I can see how JE would be concerned; it's mostly a worry for dissidents and/or psychonauts. If you're not shy about admitting it on a public forum then it shouldn't be too scary in your email, I suppose. But the possibility of being on a list somewhere for your beliefs or interests is pretty unentertaining.

dude I don't mean to be dickish, but I'm seriously shocked by the seemingly gigantic blind spot on display here. Here's an example, you practice a sexual fetish that may not necessarily be something society is accepting of. You try to get into a future relationship or employment situation and before you even go on your first date or get interviewed someone looks up your private email cache and finds out you are huge into piss-play or even more taboo you like being dressed in a diaper and shitting yourself, is the requirement as Chengod laid out being a 'adult' negate the embarrassment that could result in such an unwanted disclosure? I mean I don't feel like im saying something exclusive to me because I do political activism, which is part of why im having such a weird time understanding the responses.

####

▶ TASK LIST:
A. Can you transcribe the stretch of the forum excerpt from "dude I don't" through "understanding the responses."?
B. Answer these questions on the forum excerpt:
(i) For whom, according to the first paragraph, is the concern mostly a worry?
(ii) Whom does the second writer name as having laid out the requirement of being an "adult"?
(iii) What activity does the second writer say they do?
C. How would you put this sentence from the forum excerpt into Spanish: "If you're not shy about admitting it on a public forum then it shouldn't be too scary in your email, I suppose."
The listing that comes next is from a separate source.

####

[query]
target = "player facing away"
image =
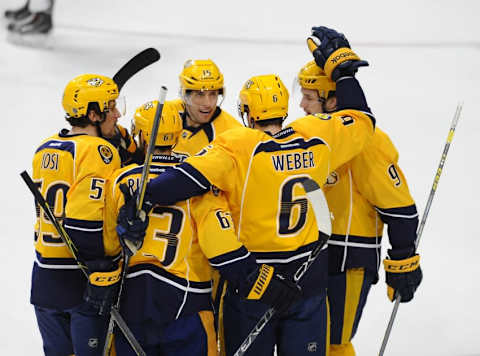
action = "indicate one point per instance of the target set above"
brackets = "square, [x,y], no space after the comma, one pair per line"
[363,195]
[166,301]
[202,92]
[261,173]
[71,168]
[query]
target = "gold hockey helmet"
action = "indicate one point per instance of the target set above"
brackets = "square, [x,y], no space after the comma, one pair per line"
[86,89]
[200,74]
[263,97]
[169,128]
[313,77]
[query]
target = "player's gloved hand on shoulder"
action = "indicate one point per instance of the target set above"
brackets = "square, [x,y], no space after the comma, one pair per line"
[403,274]
[103,285]
[131,226]
[268,286]
[332,53]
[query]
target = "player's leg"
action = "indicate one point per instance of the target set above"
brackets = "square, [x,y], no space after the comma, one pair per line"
[239,318]
[347,295]
[18,14]
[55,330]
[88,331]
[39,20]
[219,289]
[190,335]
[304,330]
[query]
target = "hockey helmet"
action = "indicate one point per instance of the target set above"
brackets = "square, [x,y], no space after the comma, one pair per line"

####

▶ OUTPUTS:
A.
dude I don't mean to be dickish, but I'm seriously shocked by the seemingly gigantic blind spot on display here. Here's an example, you practice a sexual fetish that may not necessarily be something society is accepting of. You try to get into a future relationship or employment situation and before you even go on your first date or get interviewed someone looks up your private email cache and finds out you are huge into piss-play or even more taboo you like being dressed in a diaper and shitting yourself, is the requirement as Chengod laid out being a 'adult' negate the embarrassment that could result in such an unwanted disclosure? I mean I don't feel like im saying something exclusive to me because I do political activism, which is part of why im having such a weird time understanding the responses.

B.
(i) Dissidents and/or psychonauts.
(ii) Chengod.
(iii) Political activism.

C. Si no te da vergüenza admitirlo en un foro público, entonces supongo que no debería dar tanto miedo en tu correo electrónico.